■ **What the task asks**: Can you write out, word for word, the part of the tournament announcement starting at "Kickoff for the" and ending at "known as calcuttas."?

===== Extract =====

# Fudpucker’s Summer Slam Tournament Sept.12&13th



## catdad100 (Nov 17, 2009)

Chester Kroeger
Fudpucker’s Beachside Bar & Grill – Okaloosa Island
850-654-1544
[email protected]
Fudpucker’s is gearing up for its second annual Fudpucker’s Summer Slam Tournament.
Kickoff for the tournament begins with the Captain’s meeting at 6 p.m. Friday, Sept 11th at Fudpucker’s on the Bay with fishing days set for Saturday and Sunday.
Entry is free and is open to all anglers, whether fishing from land, pier, or boat, with a $5000 guaranteed payout for the largest king mackerel. In addition to the $5,000 grand prize, there will also be payouts for the largest Mahi Mahi and Tuna. A Silent Auction and Raffle will be held to benefit the Choctawhatchee Basin Alliance and the Matthew Baxter Recovery Fund. Additional funds for these charities will be raised through optional cash awards, known as calcuttas.
“This is the only free tournament offering a $5000 prize and community interest has been amazing. We expect to have a fantastic turnout for this event.” said tournament organizer Chester Kroeger of Fudpucker’s.
“Last year we raised over $3000 to benefit the Choctawhatchee Basin Alliance. It is especially rewarding to be able to assist an organization that works diligently to improve our bay and we look forward to increasing our donation this year. We are also very pleased to partner with our sponsors – Half Hitch Tackle and Fudpucker’s Watersports in an effort to raise money for one of our local fishermen who is recovering from a traumatic injury. Matthew is a captain for Destin Inshore Charters which operates out of the marina behind Fudpucker’s on the Bay – this hits pretty close to home”.

===== Provided material =====

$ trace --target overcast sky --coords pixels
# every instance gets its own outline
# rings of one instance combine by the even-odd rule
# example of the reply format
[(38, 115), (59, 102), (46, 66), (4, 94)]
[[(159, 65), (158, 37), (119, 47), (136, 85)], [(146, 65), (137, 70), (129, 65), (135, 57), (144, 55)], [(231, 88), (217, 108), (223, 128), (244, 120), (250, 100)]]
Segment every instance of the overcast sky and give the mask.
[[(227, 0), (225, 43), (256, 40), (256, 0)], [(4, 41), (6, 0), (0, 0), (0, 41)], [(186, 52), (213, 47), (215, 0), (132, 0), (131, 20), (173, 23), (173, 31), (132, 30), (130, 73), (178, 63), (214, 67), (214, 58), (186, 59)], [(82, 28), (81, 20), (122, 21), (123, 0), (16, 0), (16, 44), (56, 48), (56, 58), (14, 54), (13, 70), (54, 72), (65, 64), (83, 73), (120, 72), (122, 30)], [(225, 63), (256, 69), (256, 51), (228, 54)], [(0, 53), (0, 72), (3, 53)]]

=====
===== Provided material =====

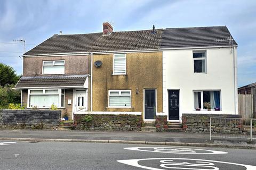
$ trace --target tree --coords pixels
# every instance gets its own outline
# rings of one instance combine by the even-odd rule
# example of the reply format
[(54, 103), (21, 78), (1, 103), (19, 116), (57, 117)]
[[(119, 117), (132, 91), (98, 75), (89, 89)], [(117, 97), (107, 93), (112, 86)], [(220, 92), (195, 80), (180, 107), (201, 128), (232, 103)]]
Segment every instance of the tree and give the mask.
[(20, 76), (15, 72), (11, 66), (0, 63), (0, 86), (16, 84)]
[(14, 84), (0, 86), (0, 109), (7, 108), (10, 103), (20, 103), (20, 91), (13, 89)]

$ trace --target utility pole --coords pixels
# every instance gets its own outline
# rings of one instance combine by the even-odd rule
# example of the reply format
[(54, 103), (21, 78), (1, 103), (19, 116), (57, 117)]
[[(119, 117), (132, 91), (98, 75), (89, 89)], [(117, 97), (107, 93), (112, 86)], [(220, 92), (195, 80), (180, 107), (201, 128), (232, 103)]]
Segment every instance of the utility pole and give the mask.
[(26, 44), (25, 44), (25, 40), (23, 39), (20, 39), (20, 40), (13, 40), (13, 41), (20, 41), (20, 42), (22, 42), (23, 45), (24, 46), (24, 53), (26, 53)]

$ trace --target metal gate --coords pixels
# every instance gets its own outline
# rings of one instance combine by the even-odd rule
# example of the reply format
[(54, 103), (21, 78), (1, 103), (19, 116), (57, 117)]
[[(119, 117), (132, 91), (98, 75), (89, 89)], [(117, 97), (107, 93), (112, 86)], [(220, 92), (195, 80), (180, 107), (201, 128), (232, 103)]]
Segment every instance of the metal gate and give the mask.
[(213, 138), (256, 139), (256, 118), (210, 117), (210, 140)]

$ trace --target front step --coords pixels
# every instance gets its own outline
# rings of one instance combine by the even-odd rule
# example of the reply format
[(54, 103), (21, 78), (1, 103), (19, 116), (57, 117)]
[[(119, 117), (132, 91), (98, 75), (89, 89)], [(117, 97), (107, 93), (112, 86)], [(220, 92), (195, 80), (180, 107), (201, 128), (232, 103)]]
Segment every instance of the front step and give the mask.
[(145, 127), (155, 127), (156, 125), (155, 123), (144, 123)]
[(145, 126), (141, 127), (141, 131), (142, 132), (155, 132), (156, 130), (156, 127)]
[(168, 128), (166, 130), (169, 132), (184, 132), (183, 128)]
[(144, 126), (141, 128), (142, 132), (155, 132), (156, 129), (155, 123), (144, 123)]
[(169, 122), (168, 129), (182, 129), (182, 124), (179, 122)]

=====

■ **Written response**:
Kickoff for the tournament begins with the Captain’s meeting at 6 p.m. Friday, Sept 11th at Fudpucker’s on the Bay with fishing days set for Saturday and Sunday.
Entry is free and is open to all anglers, whether fishing from land, pier, or boat, with a $5000 guaranteed payout for the largest king mackerel. In addition to the $5,000 grand prize, there will also be payouts for the largest Mahi Mahi and Tuna. A Silent Auction and Raffle will be held to benefit the Choctawhatchee Basin Alliance and the Matthew Baxter Recovery Fund. Additional funds for these charities will be raised through optional cash awards, known as calcuttas.